Required task:
Write out, word for word, the stretch from "What else could" through "thereby losing business." in the introduction to web application penetration testing that follows.

Selected extract:

Start

Introduction to Web Application Penetration Testing

Through this writeup, I intend to convey in simple words, how Penetration Testing for a Web Application is performed. I won’t be going in-depth of each and every aspect but would be giving you an overview of the stuff. I will also be mentioning some of the tools used in the process. You will have to google the rest :P

Why is Web Application security necessary?

Imagine that you own a company which developed an app ‘A’. This app provides a unique feature which none of the other apps out there provide. It is bound to fetch you some good fortune, and it will. But you decide to not focus on the security aspect of the app to cut the costs. Later on, the app becomes a big hit, people are talking about it - is making headlines. Yey.. :D Keep in mind that you were not careful with how your app handles data. One day you wake up; Your app makes it to the main headlines again, but this time it read,

“Data of Thousands of users of app ‘A’ put up for sale in the Dark Web”

This is a big slap on the face. Would this have happened if you had spent a little more time for enhancing the security of the app?

What else could have happend to you? Attackers could have taken advantage of some functional loopholes in the application which could have caused a huge financial loss for you or, the attackers could deny access for other users to the application just for fun. Whatever the case may be, it leaves a negative remark on your app and thereby losing business.

I can go on, but I’m gonna stop right here and say, this is why security is necessary.

End

Extracted data:
Start

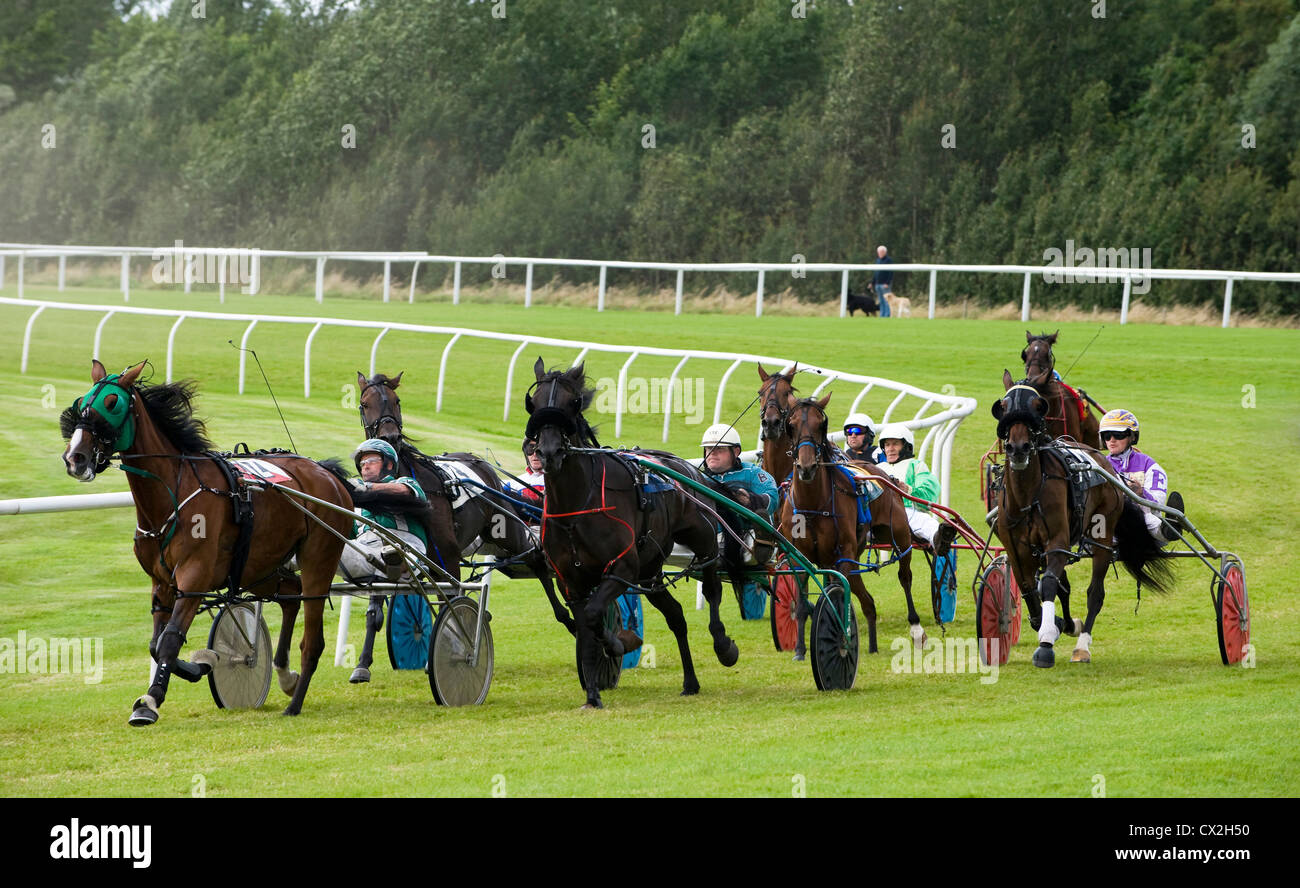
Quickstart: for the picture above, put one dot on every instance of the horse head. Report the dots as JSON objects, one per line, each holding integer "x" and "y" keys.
{"x": 1021, "y": 420}
{"x": 380, "y": 407}
{"x": 807, "y": 425}
{"x": 99, "y": 423}
{"x": 555, "y": 403}
{"x": 776, "y": 390}
{"x": 1038, "y": 355}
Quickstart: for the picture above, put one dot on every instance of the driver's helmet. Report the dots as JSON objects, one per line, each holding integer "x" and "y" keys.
{"x": 1119, "y": 420}
{"x": 900, "y": 432}
{"x": 719, "y": 434}
{"x": 863, "y": 421}
{"x": 381, "y": 447}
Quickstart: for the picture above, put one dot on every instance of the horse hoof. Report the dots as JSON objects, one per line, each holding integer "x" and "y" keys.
{"x": 142, "y": 718}
{"x": 1044, "y": 657}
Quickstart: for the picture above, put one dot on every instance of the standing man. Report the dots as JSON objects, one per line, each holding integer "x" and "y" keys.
{"x": 883, "y": 280}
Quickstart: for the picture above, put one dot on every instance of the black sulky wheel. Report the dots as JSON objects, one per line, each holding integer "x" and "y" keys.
{"x": 780, "y": 615}
{"x": 241, "y": 678}
{"x": 1233, "y": 613}
{"x": 835, "y": 655}
{"x": 609, "y": 667}
{"x": 997, "y": 613}
{"x": 455, "y": 676}
{"x": 408, "y": 628}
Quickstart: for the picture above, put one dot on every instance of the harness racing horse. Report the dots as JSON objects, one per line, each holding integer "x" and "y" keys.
{"x": 486, "y": 518}
{"x": 180, "y": 489}
{"x": 819, "y": 515}
{"x": 602, "y": 536}
{"x": 1062, "y": 417}
{"x": 1034, "y": 522}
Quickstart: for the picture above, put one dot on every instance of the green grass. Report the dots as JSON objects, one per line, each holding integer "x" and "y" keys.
{"x": 1155, "y": 714}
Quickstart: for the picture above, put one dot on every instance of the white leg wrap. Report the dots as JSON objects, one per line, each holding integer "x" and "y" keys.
{"x": 1048, "y": 633}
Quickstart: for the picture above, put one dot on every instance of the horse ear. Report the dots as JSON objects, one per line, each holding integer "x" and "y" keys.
{"x": 129, "y": 377}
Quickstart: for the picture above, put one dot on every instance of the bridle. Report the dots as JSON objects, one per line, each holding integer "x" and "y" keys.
{"x": 393, "y": 415}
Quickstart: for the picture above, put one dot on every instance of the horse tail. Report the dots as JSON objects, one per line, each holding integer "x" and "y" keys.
{"x": 1139, "y": 553}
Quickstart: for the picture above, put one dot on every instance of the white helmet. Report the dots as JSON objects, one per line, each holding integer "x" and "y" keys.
{"x": 863, "y": 420}
{"x": 896, "y": 430}
{"x": 720, "y": 434}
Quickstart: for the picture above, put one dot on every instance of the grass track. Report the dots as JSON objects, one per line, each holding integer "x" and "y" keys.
{"x": 1156, "y": 714}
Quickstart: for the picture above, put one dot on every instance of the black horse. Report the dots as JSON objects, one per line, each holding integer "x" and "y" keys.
{"x": 602, "y": 532}
{"x": 469, "y": 514}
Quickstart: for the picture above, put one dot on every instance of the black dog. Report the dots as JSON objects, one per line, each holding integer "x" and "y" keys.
{"x": 863, "y": 300}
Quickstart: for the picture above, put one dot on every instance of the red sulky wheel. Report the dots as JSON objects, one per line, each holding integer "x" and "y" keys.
{"x": 997, "y": 613}
{"x": 785, "y": 594}
{"x": 1233, "y": 611}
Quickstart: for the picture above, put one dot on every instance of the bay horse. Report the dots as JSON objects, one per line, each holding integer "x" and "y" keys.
{"x": 485, "y": 515}
{"x": 1064, "y": 419}
{"x": 186, "y": 533}
{"x": 601, "y": 536}
{"x": 819, "y": 515}
{"x": 1034, "y": 522}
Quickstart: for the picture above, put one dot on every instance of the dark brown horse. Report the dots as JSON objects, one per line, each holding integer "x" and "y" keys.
{"x": 186, "y": 532}
{"x": 819, "y": 515}
{"x": 1034, "y": 522}
{"x": 602, "y": 536}
{"x": 484, "y": 519}
{"x": 1064, "y": 406}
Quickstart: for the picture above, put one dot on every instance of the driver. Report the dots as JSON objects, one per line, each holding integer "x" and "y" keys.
{"x": 859, "y": 436}
{"x": 1140, "y": 472}
{"x": 377, "y": 463}
{"x": 753, "y": 488}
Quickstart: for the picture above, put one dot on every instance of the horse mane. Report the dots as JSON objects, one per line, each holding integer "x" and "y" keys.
{"x": 170, "y": 408}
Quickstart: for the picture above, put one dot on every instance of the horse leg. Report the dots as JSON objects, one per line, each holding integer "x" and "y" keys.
{"x": 1049, "y": 628}
{"x": 676, "y": 619}
{"x": 724, "y": 646}
{"x": 373, "y": 623}
{"x": 1096, "y": 596}
{"x": 289, "y": 607}
{"x": 144, "y": 710}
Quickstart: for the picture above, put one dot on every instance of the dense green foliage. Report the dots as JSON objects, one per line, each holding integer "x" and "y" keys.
{"x": 953, "y": 130}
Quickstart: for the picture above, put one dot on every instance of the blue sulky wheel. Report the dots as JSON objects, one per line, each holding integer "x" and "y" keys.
{"x": 835, "y": 655}
{"x": 408, "y": 628}
{"x": 241, "y": 678}
{"x": 609, "y": 668}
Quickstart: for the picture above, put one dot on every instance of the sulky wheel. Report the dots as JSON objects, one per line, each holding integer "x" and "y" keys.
{"x": 241, "y": 678}
{"x": 835, "y": 655}
{"x": 997, "y": 613}
{"x": 607, "y": 667}
{"x": 408, "y": 628}
{"x": 781, "y": 614}
{"x": 1233, "y": 610}
{"x": 455, "y": 676}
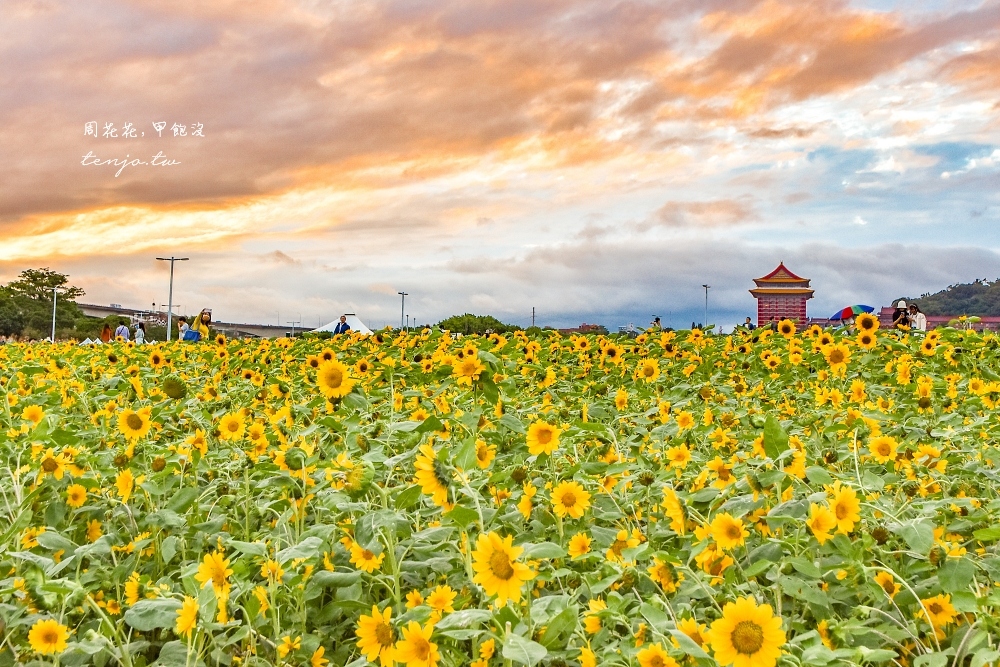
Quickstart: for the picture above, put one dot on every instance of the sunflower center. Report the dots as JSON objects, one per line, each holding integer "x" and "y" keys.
{"x": 421, "y": 648}
{"x": 747, "y": 637}
{"x": 501, "y": 565}
{"x": 383, "y": 633}
{"x": 333, "y": 378}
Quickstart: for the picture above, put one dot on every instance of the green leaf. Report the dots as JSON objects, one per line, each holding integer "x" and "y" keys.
{"x": 146, "y": 615}
{"x": 956, "y": 574}
{"x": 918, "y": 534}
{"x": 523, "y": 651}
{"x": 775, "y": 438}
{"x": 465, "y": 457}
{"x": 407, "y": 497}
{"x": 168, "y": 549}
{"x": 987, "y": 534}
{"x": 543, "y": 550}
{"x": 512, "y": 423}
{"x": 463, "y": 516}
{"x": 248, "y": 548}
{"x": 307, "y": 548}
{"x": 464, "y": 618}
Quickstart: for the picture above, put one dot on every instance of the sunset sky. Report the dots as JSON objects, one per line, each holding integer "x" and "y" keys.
{"x": 596, "y": 160}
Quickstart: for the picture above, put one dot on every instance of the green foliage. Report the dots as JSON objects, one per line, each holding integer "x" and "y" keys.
{"x": 980, "y": 297}
{"x": 26, "y": 304}
{"x": 475, "y": 324}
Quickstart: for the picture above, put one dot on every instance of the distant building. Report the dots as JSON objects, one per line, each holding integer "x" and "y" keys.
{"x": 781, "y": 295}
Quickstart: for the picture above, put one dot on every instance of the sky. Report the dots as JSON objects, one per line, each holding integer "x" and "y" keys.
{"x": 598, "y": 161}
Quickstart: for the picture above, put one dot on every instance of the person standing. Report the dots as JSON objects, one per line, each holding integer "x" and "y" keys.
{"x": 901, "y": 316}
{"x": 918, "y": 321}
{"x": 342, "y": 326}
{"x": 122, "y": 331}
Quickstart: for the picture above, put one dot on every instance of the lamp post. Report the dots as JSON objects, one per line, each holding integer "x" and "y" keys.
{"x": 402, "y": 307}
{"x": 170, "y": 296}
{"x": 54, "y": 290}
{"x": 707, "y": 287}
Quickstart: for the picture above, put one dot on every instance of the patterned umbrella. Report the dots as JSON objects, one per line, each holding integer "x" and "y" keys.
{"x": 851, "y": 311}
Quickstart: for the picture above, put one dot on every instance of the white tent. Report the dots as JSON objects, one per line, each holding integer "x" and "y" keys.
{"x": 352, "y": 319}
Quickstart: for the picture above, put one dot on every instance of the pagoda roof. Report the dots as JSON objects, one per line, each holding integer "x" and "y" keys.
{"x": 782, "y": 276}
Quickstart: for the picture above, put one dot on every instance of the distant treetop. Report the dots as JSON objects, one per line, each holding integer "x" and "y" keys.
{"x": 980, "y": 297}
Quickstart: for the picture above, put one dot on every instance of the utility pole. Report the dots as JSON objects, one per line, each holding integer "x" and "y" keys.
{"x": 170, "y": 296}
{"x": 707, "y": 287}
{"x": 402, "y": 307}
{"x": 53, "y": 339}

End

Worked answer:
What else could have happend to you? Attackers could have taken advantage of some functional loopholes in the application which could have caused a huge financial loss for you or, the attackers could deny access for other users to the application just for fun. Whatever the case may be, it leaves a negative remark on your app and thereby losing business.